* [TASK BRIEF]: Output every entry exactly as it appears.

Records from a dataset
##############################

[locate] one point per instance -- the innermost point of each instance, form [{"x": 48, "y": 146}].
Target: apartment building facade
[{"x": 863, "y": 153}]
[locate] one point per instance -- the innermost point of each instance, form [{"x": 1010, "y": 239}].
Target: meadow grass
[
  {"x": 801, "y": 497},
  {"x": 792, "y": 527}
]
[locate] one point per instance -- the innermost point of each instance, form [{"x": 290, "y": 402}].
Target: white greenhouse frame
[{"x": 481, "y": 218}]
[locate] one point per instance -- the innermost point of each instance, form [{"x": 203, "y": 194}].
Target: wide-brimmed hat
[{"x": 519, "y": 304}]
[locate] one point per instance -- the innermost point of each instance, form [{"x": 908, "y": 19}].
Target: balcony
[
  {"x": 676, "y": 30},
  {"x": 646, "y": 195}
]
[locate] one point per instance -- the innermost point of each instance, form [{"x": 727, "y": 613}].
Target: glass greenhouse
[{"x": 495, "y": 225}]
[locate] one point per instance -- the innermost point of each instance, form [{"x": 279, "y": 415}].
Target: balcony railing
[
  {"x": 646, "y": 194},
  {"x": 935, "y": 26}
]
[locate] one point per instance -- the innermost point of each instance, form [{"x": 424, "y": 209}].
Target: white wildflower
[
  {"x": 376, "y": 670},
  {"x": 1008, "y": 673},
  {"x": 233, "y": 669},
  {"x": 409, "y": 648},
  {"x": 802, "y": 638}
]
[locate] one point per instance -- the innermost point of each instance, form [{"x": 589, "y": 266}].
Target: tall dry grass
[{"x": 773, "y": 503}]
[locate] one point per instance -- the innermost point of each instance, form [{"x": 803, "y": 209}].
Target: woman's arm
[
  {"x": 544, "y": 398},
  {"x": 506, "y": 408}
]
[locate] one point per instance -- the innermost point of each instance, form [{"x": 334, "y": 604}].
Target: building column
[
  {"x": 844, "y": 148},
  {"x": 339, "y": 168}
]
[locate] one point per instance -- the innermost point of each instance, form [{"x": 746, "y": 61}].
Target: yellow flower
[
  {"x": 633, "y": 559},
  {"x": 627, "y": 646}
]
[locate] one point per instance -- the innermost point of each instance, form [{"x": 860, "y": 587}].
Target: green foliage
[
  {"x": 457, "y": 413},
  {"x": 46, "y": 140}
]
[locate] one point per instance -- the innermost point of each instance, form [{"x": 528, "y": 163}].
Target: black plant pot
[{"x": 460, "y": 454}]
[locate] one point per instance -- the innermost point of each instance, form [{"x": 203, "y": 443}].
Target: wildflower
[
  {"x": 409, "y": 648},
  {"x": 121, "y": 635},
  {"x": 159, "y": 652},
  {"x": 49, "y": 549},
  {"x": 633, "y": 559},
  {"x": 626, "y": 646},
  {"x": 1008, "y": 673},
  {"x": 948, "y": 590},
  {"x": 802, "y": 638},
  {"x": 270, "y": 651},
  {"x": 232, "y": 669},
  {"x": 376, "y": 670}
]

##############################

* [RESPONSE]:
[locate] one point per instance -- the innermost point of each instance, form [{"x": 48, "y": 146}].
Target: apartment building facade
[{"x": 863, "y": 153}]
[locate] one point per instance -- the innermost point of each instance, form [{"x": 1010, "y": 239}].
Target: meadow grass
[
  {"x": 801, "y": 497},
  {"x": 792, "y": 527}
]
[locate] one point per instance -- the innermost point of each instance, form [{"x": 290, "y": 402}].
Target: white greenhouse frame
[{"x": 481, "y": 218}]
[locate] one point per instance -- the innermost point of each instance, form [{"x": 203, "y": 194}].
Target: wide-brimmed hat
[{"x": 519, "y": 304}]
[locate] one point per instance -- the innermost point of each instance, form [{"x": 908, "y": 19}].
Target: balcony
[
  {"x": 676, "y": 30},
  {"x": 646, "y": 195}
]
[locate] one point per instance -- the innermost point of each instance, form [{"x": 727, "y": 613}].
Target: glass greenhouse
[{"x": 495, "y": 225}]
[locate] one point per instance -- the innermost point of each instance, form [{"x": 279, "y": 415}].
Target: balcony railing
[
  {"x": 646, "y": 194},
  {"x": 935, "y": 26}
]
[locate] one point per instance -- the innermost point of each instance, form [{"x": 424, "y": 209}].
Target: white wildflower
[
  {"x": 376, "y": 670},
  {"x": 1008, "y": 673},
  {"x": 233, "y": 669},
  {"x": 409, "y": 648},
  {"x": 802, "y": 638}
]
[locate] one point per instance -- the innermost point of each instance, form [{"x": 589, "y": 266}].
Target: tall dry grass
[{"x": 773, "y": 503}]
[locate] one point per instance -- the innermost point of each instance, form [{"x": 803, "y": 209}].
Target: woman's arm
[
  {"x": 544, "y": 398},
  {"x": 506, "y": 408}
]
[locate] one point per instance -- the innermost point of each instance, form [{"x": 334, "y": 604}].
Target: building column
[
  {"x": 844, "y": 148},
  {"x": 339, "y": 168}
]
[locate] one point per instance -- the innermost point of each instance, form [{"x": 746, "y": 61}].
Target: yellow flower
[
  {"x": 633, "y": 559},
  {"x": 627, "y": 646}
]
[locate] one point per instance -- the innermost point of each instance, form [{"x": 860, "y": 587}].
Target: green foliage
[
  {"x": 457, "y": 413},
  {"x": 46, "y": 140}
]
[locate] one point per instance -- the innermost point of each instance, form [{"x": 528, "y": 163}].
Target: black plant pot
[{"x": 460, "y": 454}]
[locate] one point per instance -- the innermost point of each instance, form [{"x": 203, "y": 443}].
Target: wildflower
[
  {"x": 409, "y": 648},
  {"x": 121, "y": 635},
  {"x": 159, "y": 652},
  {"x": 49, "y": 549},
  {"x": 633, "y": 559},
  {"x": 626, "y": 646},
  {"x": 1008, "y": 673},
  {"x": 948, "y": 590},
  {"x": 802, "y": 638},
  {"x": 270, "y": 651},
  {"x": 232, "y": 669},
  {"x": 376, "y": 670}
]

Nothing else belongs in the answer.